## Selected text
Wednesday, 10 April 2013

Boeing Poised for 787 Battery Fixes With Teams in Japan

Boeing Co. (BA) has sent several teams of engineers to Japan, home to the biggest operators of the grounded 787 Dreamliner, to get ready for battery upgrades as the planemaker escalates efforts to return the jets to service. Equipping each 787 with new lithium-ion batteries will take four to five days once the U.S. Federal Aviation Administration approves the proposed fix, said Marc Birtel, a Boeing spokesman. He declined to give details on how many people are involved in Japan or the pace of any future repairs.
Japan’s largest carriers, ANA Holdings Inc. (9202) and Japan Airlines Co. (9201), account for almost half of the 49 Dreamliners in service. Quick upgrades may get the jets flying again by June, boosting prospects for Chicago-based Boeing to make up any grounding-delayed deliveries by year’s end, said Michel Merluzeau, a consultant at G2 Solutions in Kirkland, Washington.
“They’re not going to wait for the FAA to give the all- clear,” Merluzeau said. “They should have a pretty good idea of where things are going. They’re ready to go.”
Boeing may fly a 787 carrying FAA officials as soon as today as the agency assesses whether the battery system is safe for commercial duties again after two electrical faults in January, said a person familiar with the planning who asked not to be identified because the details aren’t public.

## Task prompt
Duplicate the passage from the article on Boeing's 787 battery fixes, starting at "Japan’s largest carriers, ANA" and ending at "details aren’t public.".

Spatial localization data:
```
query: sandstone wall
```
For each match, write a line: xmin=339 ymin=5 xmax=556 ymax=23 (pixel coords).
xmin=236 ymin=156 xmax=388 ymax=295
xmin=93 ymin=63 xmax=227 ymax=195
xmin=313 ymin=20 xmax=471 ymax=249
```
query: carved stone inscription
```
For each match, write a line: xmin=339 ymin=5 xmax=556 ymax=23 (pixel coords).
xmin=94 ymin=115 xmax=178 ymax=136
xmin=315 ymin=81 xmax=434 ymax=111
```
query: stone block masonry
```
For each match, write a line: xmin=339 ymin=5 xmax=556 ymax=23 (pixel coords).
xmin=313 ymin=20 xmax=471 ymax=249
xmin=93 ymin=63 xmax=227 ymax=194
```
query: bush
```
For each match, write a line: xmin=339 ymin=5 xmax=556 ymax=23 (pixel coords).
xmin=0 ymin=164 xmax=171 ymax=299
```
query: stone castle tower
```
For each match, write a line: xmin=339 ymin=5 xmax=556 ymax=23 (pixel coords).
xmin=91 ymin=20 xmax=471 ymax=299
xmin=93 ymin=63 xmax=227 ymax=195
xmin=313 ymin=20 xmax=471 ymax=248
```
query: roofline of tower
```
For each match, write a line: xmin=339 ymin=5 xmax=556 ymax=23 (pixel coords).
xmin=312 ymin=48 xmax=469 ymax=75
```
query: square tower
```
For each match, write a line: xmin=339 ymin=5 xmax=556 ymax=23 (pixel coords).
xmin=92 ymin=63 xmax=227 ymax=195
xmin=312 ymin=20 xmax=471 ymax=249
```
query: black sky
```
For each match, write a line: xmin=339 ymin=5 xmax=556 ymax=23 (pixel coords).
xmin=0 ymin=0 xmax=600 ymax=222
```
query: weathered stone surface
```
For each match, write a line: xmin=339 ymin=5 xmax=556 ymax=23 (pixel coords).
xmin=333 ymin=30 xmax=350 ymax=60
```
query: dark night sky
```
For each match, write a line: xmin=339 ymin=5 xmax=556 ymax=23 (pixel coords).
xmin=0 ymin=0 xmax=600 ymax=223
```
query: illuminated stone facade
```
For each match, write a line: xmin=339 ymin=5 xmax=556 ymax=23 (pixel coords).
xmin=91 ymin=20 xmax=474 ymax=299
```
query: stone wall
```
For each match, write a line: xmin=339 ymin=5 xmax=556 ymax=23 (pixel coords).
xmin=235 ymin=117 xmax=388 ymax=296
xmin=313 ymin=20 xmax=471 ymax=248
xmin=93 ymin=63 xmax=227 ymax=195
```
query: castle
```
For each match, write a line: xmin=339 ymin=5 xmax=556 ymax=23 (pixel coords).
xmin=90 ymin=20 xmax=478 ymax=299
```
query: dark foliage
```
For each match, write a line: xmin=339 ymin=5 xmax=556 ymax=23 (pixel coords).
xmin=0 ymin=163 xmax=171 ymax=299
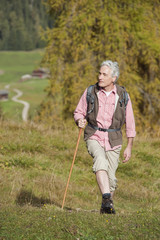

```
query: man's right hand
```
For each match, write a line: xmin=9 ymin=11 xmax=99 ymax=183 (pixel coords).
xmin=77 ymin=118 xmax=87 ymax=128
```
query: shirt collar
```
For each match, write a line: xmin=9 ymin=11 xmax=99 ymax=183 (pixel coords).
xmin=99 ymin=85 xmax=117 ymax=94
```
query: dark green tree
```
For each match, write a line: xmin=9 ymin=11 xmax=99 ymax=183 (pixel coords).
xmin=40 ymin=0 xmax=160 ymax=133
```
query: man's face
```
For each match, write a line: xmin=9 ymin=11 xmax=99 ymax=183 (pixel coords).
xmin=98 ymin=66 xmax=116 ymax=91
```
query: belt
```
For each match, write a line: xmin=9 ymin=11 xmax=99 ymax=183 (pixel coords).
xmin=88 ymin=123 xmax=121 ymax=132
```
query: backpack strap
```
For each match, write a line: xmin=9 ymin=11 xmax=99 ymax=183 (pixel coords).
xmin=86 ymin=85 xmax=94 ymax=114
xmin=120 ymin=86 xmax=129 ymax=110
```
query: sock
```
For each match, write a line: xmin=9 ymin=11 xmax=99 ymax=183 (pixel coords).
xmin=102 ymin=193 xmax=111 ymax=198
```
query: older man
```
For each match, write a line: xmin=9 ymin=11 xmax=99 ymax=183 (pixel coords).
xmin=74 ymin=60 xmax=136 ymax=214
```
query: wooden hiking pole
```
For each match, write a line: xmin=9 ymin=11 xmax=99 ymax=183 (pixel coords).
xmin=62 ymin=128 xmax=82 ymax=209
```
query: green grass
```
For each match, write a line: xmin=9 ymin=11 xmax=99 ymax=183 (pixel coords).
xmin=0 ymin=121 xmax=160 ymax=240
xmin=0 ymin=50 xmax=48 ymax=121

## Expected answer
Japan’s largest carriers, ANA Holdings Inc. (9202) and Japan Airlines Co. (9201), account for almost half of the 49 Dreamliners in service. Quick upgrades may get the jets flying again by June, boosting prospects for Chicago-based Boeing to make up any grounding-delayed deliveries by year’s end, said Michel Merluzeau, a consultant at G2 Solutions in Kirkland, Washington.
“They’re not going to wait for the FAA to give the all- clear,” Merluzeau said. “They should have a pretty good idea of where things are going. They’re ready to go.”
Boeing may fly a 787 carrying FAA officials as soon as today as the agency assesses whether the battery system is safe for commercial duties again after two electrical faults in January, said a person familiar with the planning who asked not to be identified because the details aren’t public.